■ Challenge ■
Rewrite the data from the line with "Return the mask of every instance of the tree." up to and including the line with "POLYGON ((127 27, 139", replacing "even-odd" with "nonzero" and leaving everything else unchanged.

--- --- ---

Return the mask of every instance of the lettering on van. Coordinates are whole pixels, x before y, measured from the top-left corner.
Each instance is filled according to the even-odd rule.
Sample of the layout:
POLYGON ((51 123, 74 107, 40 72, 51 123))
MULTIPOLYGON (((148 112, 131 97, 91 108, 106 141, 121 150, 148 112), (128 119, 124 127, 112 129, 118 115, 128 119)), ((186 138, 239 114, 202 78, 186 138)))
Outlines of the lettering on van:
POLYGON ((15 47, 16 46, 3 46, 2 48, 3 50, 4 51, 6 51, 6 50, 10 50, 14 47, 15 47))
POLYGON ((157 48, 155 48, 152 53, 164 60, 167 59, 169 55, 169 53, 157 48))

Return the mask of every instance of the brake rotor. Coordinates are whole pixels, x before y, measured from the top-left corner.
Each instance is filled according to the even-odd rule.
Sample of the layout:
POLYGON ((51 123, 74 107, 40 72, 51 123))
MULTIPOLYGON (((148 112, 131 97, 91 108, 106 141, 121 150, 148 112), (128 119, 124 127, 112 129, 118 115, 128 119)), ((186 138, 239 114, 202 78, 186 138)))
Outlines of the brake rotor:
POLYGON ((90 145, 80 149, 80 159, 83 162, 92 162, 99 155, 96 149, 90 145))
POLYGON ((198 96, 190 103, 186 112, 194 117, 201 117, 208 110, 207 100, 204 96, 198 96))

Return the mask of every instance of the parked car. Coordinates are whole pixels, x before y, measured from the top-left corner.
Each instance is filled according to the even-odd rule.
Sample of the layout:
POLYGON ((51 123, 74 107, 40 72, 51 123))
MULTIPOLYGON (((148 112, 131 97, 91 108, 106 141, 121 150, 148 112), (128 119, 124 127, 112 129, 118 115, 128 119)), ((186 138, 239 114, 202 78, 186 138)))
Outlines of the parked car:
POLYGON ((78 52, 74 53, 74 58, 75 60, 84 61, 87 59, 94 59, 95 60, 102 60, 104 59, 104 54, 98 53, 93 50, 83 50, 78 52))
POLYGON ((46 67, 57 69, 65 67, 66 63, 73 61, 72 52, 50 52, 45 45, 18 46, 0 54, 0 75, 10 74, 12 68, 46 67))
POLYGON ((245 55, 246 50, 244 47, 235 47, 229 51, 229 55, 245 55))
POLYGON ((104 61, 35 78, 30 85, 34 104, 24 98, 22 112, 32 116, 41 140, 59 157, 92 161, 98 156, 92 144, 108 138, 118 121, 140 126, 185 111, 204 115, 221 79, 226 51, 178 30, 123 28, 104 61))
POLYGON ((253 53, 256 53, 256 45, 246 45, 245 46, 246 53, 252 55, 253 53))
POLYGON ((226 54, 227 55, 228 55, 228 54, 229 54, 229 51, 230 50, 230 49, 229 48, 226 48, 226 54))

--- --- ---

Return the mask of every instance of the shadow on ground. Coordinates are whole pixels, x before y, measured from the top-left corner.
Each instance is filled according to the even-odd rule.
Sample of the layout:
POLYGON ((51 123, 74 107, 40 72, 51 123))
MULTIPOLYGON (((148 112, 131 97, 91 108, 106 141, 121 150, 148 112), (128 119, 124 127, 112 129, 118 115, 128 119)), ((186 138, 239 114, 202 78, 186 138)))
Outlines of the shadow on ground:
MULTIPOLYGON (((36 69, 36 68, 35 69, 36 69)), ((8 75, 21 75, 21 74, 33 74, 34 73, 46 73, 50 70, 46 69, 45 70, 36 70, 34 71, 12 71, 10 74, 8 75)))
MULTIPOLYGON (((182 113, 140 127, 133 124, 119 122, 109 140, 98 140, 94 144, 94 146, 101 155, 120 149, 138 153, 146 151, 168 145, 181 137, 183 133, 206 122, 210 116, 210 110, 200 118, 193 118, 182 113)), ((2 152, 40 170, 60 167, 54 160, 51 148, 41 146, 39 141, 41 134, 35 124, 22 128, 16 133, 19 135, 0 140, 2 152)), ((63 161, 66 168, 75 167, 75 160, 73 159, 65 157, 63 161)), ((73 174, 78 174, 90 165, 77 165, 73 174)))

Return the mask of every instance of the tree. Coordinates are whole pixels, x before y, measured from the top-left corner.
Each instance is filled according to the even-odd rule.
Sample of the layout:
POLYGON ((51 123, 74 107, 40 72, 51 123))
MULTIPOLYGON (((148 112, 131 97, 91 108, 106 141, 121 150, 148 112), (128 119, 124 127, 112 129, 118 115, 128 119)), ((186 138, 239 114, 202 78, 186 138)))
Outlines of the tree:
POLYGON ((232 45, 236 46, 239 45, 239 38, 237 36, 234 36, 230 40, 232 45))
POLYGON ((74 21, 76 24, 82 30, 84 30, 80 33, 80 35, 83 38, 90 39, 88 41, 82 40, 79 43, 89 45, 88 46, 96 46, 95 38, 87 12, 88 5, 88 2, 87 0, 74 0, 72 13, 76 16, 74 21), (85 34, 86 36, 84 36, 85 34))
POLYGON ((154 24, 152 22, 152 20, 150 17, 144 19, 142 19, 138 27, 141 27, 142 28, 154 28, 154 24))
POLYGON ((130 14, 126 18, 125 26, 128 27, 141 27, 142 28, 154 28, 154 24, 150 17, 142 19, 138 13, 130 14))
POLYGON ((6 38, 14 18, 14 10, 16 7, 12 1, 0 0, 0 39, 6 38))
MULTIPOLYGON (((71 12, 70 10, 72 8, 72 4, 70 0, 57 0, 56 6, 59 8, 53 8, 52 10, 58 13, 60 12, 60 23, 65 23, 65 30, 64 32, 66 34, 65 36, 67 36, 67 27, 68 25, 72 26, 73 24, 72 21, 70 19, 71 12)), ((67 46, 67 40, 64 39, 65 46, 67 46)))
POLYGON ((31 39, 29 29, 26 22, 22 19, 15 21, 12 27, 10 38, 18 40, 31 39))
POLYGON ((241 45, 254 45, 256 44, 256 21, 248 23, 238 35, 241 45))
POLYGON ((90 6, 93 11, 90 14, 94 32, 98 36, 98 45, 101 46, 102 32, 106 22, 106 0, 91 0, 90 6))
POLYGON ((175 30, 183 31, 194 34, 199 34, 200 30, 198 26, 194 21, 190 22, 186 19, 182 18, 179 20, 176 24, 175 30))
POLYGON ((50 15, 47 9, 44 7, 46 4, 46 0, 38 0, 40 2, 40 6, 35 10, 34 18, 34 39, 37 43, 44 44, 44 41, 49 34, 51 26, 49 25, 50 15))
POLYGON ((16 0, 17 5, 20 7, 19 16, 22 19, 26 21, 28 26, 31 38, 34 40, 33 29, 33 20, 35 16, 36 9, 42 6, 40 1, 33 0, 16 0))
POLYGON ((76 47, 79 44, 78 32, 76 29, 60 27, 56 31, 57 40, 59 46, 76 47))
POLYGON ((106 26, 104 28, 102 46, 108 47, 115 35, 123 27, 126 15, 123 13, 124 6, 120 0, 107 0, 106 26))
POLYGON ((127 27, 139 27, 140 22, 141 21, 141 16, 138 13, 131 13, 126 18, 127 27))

--- --- ---

■ Written solution ■
Return the mask of every instance of the tree. Coordinates are whole pixels, x before y, measured from the top-left corner.
Each instance is filled according to the nonzero rule.
Sample of the layout:
POLYGON ((51 123, 74 107, 40 72, 51 123))
MULTIPOLYGON (((148 112, 131 97, 91 108, 106 141, 121 150, 148 112), (128 119, 124 127, 112 129, 118 115, 128 119)), ((186 138, 239 114, 202 78, 186 138)))
Outlines of the tree:
POLYGON ((232 45, 236 46, 239 45, 239 38, 237 36, 234 36, 230 40, 232 45))
POLYGON ((74 21, 76 24, 82 30, 84 30, 80 33, 80 35, 83 38, 90 39, 88 41, 82 40, 79 43, 89 45, 88 46, 96 46, 95 38, 87 12, 88 5, 88 2, 87 0, 74 0, 72 13, 76 16, 74 21), (85 34, 86 36, 84 36, 85 34))
POLYGON ((154 24, 152 22, 152 20, 150 17, 144 19, 142 19, 138 27, 141 27, 142 28, 154 28, 154 24))
POLYGON ((130 14, 126 18, 125 26, 128 27, 141 27, 142 28, 154 28, 154 24, 150 17, 142 19, 138 13, 130 14))
POLYGON ((6 38, 14 18, 14 10, 16 7, 12 1, 0 0, 0 39, 6 38))
MULTIPOLYGON (((71 12, 70 10, 72 8, 72 4, 70 0, 57 0, 56 6, 59 8, 53 8, 52 10, 58 13, 60 12, 60 23, 65 23, 65 30, 64 32, 66 34, 65 36, 67 36, 67 27, 68 25, 72 26, 73 24, 72 21, 70 19, 71 12)), ((67 46, 67 40, 64 39, 65 46, 67 46)))
POLYGON ((31 39, 29 29, 26 22, 22 19, 15 21, 12 27, 10 38, 18 40, 31 39))
POLYGON ((241 45, 254 45, 256 44, 256 21, 248 23, 238 35, 241 45))
POLYGON ((90 6, 93 11, 90 14, 94 32, 98 36, 98 45, 101 46, 102 32, 106 22, 106 0, 91 0, 90 6))
POLYGON ((175 30, 183 31, 194 34, 199 34, 200 30, 198 26, 194 21, 190 22, 186 19, 182 18, 179 20, 176 24, 175 30))
POLYGON ((50 15, 47 9, 44 7, 46 4, 46 0, 38 0, 40 2, 40 6, 35 10, 34 18, 34 39, 37 43, 44 44, 44 41, 49 34, 51 26, 49 25, 50 15))
POLYGON ((16 0, 17 5, 20 7, 19 16, 22 19, 26 21, 28 26, 31 38, 34 40, 33 29, 33 20, 35 16, 36 9, 42 6, 40 1, 33 0, 16 0))
POLYGON ((76 47, 79 44, 78 32, 76 29, 60 27, 56 31, 57 40, 59 46, 76 47))
POLYGON ((106 26, 104 28, 102 46, 108 47, 115 35, 123 27, 126 15, 123 13, 124 6, 120 0, 107 0, 106 26))
POLYGON ((127 27, 139 27, 140 22, 141 21, 141 16, 138 13, 131 13, 126 18, 127 27))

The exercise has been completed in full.